▸ Task requirements
Set down, exactly as written, the lines from the line holding "Rules. Find each instance of the yellow" to the end of the data, inclusive, skipping any pictures.
___ Supplied entries ___
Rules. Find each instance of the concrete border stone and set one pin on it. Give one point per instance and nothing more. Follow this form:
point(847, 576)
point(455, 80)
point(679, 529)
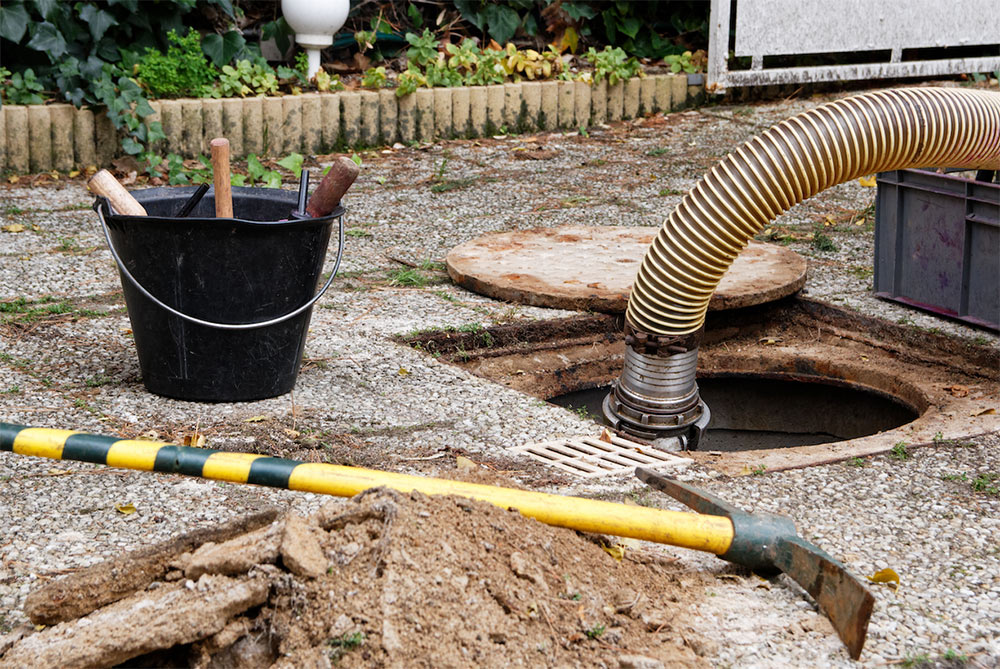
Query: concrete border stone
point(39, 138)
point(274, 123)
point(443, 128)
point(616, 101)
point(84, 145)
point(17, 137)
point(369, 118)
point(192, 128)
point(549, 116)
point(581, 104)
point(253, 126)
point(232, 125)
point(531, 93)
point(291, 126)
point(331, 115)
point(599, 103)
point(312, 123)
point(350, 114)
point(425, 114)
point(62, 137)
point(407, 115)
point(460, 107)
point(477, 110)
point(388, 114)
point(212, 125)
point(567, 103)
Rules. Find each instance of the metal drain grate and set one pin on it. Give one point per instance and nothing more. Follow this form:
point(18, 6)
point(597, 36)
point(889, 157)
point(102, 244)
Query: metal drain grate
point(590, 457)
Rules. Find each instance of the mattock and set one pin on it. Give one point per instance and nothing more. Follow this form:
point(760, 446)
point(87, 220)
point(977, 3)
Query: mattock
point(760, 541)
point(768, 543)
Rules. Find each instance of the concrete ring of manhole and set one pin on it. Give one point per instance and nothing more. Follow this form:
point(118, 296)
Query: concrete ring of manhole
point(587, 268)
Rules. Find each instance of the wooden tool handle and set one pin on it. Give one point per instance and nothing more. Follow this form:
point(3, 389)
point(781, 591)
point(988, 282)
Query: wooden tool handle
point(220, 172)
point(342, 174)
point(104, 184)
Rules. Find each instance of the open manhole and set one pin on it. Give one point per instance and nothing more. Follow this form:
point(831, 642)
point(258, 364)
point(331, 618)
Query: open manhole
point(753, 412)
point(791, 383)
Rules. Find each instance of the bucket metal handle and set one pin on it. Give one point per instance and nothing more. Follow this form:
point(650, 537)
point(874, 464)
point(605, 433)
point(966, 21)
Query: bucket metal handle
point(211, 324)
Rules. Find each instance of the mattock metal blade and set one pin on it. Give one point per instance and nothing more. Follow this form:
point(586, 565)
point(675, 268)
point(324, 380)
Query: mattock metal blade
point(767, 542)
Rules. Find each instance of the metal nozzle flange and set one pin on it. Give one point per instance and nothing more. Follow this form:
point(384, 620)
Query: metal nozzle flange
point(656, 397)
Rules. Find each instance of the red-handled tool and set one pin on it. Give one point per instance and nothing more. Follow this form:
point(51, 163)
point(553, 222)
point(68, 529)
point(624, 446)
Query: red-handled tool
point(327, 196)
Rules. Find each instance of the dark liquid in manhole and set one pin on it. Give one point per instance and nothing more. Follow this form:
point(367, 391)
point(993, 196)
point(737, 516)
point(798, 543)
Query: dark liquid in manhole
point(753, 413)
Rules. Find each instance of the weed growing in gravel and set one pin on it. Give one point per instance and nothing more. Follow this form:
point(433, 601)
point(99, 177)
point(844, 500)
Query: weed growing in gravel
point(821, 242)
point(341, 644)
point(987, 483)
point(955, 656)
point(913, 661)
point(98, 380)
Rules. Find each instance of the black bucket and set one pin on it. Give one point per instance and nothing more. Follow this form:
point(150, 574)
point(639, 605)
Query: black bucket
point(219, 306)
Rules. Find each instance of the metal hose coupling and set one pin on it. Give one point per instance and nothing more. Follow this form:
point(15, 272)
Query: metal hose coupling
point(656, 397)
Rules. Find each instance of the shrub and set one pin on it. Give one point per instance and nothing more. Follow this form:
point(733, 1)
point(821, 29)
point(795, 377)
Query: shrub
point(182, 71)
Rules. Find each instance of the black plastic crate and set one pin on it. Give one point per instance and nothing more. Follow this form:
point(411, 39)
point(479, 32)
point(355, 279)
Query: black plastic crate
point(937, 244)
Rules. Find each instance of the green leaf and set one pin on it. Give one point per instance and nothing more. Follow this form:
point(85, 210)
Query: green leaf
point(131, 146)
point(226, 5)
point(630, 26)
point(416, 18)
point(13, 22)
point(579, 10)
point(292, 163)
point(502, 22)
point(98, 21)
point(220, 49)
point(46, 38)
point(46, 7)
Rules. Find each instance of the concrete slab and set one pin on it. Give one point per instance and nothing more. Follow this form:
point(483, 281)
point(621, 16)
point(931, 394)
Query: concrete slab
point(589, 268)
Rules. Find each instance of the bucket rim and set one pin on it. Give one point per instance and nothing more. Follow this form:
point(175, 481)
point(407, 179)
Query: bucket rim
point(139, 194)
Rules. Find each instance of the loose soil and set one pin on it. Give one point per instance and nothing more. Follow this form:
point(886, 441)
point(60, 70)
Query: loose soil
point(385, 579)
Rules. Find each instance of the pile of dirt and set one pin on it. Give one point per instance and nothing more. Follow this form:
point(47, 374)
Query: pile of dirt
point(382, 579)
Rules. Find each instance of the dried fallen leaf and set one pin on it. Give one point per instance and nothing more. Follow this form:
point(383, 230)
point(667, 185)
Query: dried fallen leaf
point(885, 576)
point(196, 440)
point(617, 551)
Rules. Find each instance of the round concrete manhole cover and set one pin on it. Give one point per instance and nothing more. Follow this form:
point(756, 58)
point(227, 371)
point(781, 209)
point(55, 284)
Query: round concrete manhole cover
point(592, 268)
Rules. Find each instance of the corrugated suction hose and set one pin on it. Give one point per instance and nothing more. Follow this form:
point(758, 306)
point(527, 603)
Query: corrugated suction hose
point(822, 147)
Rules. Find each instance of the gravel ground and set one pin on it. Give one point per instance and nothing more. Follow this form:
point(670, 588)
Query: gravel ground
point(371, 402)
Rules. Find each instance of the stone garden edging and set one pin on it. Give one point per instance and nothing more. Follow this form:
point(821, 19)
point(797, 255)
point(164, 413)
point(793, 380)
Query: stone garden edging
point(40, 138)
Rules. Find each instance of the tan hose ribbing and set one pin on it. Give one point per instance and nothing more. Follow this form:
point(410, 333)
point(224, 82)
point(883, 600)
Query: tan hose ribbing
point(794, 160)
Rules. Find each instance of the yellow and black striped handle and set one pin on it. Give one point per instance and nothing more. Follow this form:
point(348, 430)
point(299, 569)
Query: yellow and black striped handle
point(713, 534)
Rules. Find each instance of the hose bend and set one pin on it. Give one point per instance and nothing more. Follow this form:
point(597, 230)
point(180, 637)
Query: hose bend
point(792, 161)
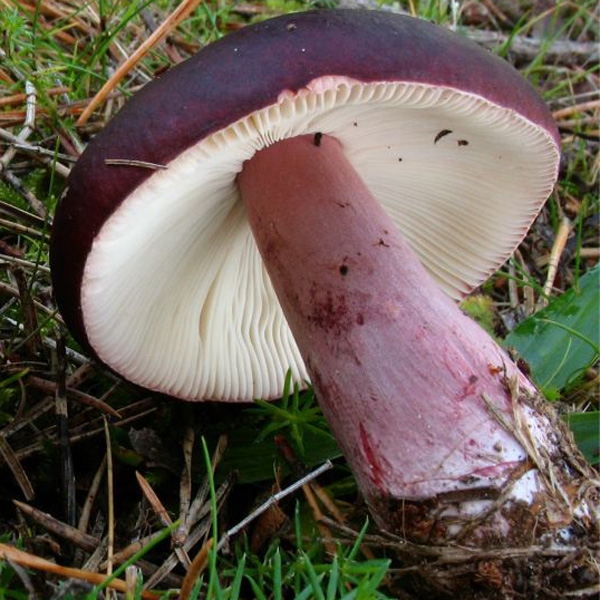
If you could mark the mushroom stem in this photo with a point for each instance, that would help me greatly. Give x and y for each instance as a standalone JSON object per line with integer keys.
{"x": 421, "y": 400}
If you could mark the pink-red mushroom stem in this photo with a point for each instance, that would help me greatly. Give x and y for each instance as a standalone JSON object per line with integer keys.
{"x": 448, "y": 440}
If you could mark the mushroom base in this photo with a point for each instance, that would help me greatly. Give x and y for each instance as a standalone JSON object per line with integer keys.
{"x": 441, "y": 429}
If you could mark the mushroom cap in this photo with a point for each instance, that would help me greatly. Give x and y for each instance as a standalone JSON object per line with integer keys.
___
▸ Written answer
Rules. Find each instance of the yellow and black striped handle and set one pin on it. Give one point per instance and nothing more. Follow this form:
point(348, 430)
point(299, 569)
Query: yellow and black striped handle
point(713, 534)
Rules. Find each instance of the hose bend and set one pin on it. Give one point per instance and nothing more. Follow this form:
point(597, 230)
point(180, 637)
Query: hose bend
point(792, 161)
If you could mark the mushroom stem in this photo with a point for each instance, that would help me greatly. Give x and y for each instance as a standalone JSON object per line with integer keys.
{"x": 421, "y": 400}
If you could mark the pink-red mushroom stem in this photo with a point for each instance, that would help me greatly. Give x and y for each instance as a standalone JSON object per line with integer keys.
{"x": 448, "y": 440}
If you could mark the mushroom base in this photo with a point for each instance, that would help me greatly. Give x and y for each instance as a standalone JSON object per line with integer keys.
{"x": 441, "y": 429}
If you could mark the mushroom cap in this photo with a point for each instance, that would help me greatly. Give x and y for each instance as a standalone JSON object per line with integer keys.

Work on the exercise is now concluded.